▸ Material
§ §

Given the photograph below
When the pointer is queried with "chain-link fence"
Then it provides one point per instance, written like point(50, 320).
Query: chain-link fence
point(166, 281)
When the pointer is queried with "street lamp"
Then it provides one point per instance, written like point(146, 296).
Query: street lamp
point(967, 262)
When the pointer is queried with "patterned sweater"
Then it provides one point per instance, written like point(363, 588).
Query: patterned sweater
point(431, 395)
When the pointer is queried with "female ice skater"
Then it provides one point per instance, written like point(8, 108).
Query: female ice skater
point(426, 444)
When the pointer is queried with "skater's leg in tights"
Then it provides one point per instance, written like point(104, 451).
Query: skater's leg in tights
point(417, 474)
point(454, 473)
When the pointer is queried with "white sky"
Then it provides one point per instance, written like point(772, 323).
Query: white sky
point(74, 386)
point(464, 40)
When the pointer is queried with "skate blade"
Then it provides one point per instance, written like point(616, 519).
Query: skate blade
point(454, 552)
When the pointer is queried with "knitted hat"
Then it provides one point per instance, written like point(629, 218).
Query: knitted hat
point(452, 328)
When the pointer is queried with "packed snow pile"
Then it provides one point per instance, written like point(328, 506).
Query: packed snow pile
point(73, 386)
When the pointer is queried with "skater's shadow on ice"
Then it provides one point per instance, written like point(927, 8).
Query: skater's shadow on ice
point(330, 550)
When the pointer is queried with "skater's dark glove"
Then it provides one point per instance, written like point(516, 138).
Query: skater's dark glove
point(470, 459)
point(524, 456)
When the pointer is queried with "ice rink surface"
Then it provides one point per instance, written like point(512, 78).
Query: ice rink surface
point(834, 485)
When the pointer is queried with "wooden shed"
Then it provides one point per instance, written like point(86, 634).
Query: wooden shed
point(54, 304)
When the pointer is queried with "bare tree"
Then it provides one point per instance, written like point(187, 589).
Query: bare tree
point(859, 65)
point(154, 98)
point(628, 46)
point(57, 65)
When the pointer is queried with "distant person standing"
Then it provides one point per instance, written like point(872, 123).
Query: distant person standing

§ §

▸ Problem requirements
Copy out every one of the lines above without changing anything in them.

▸ Answer
Given the photograph below
When the pointer is queried with "chain-link fence"
Then it provides one point per instance, written like point(50, 320).
Query: chain-link fence
point(166, 281)
When the pointer is queried with "street lamp"
Then it provides one point per instance, written like point(146, 296).
Query: street lamp
point(967, 262)
When the pointer is queried with "patterned sweater"
Then it provides one point per instance, written like point(363, 588).
Query: patterned sweater
point(431, 395)
When the pointer is queried with "female ice skater"
Then it provides one point per instance, written like point(8, 108).
Query: female ice skater
point(426, 444)
When the pointer is queried with "skater's leg in tights"
Then it provides one point per instance, written like point(104, 451).
Query: skater's leg in tights
point(417, 474)
point(454, 473)
When the pointer is queried with "white sky"
Then it provides one point per instance, written like point(772, 323).
Query: white sky
point(74, 386)
point(464, 40)
When the pointer is queried with "skate blade"
Then it provides one point per instance, written like point(616, 519).
Query: skate blade
point(454, 552)
When the pointer is queried with "knitted hat"
Then it provides one point per instance, written like point(629, 218).
Query: knitted hat
point(452, 328)
When the pointer is queried with "packed snow pile"
Then it provides one point per instance, written like point(328, 506).
Query: packed snow pile
point(73, 386)
When the pointer is queried with "skater's shadow on ice"
Then it provides one point per instance, written like point(927, 8).
Query: skater's shadow on ice
point(330, 550)
When the pointer is queried with "skater's dark glove"
Then it provides one point per instance, written like point(516, 138).
Query: skater's dark glove
point(470, 459)
point(524, 456)
When the pointer is queried with "ice rink surface"
Then it provides one point per instance, written like point(512, 78).
Query: ice rink surface
point(834, 485)
When the pointer is queried with "wooden shed"
Then it provides one point per instance, written like point(86, 634).
Query: wooden shed
point(54, 304)
When the pointer is queried with "bare tree"
Then it provides one point per instance, written like point(187, 589).
Query: bare tree
point(859, 65)
point(154, 98)
point(628, 46)
point(57, 65)
When the pointer is queried with "distant person standing"
Then it provides one point per instance, written like point(872, 123).
Query: distant person standing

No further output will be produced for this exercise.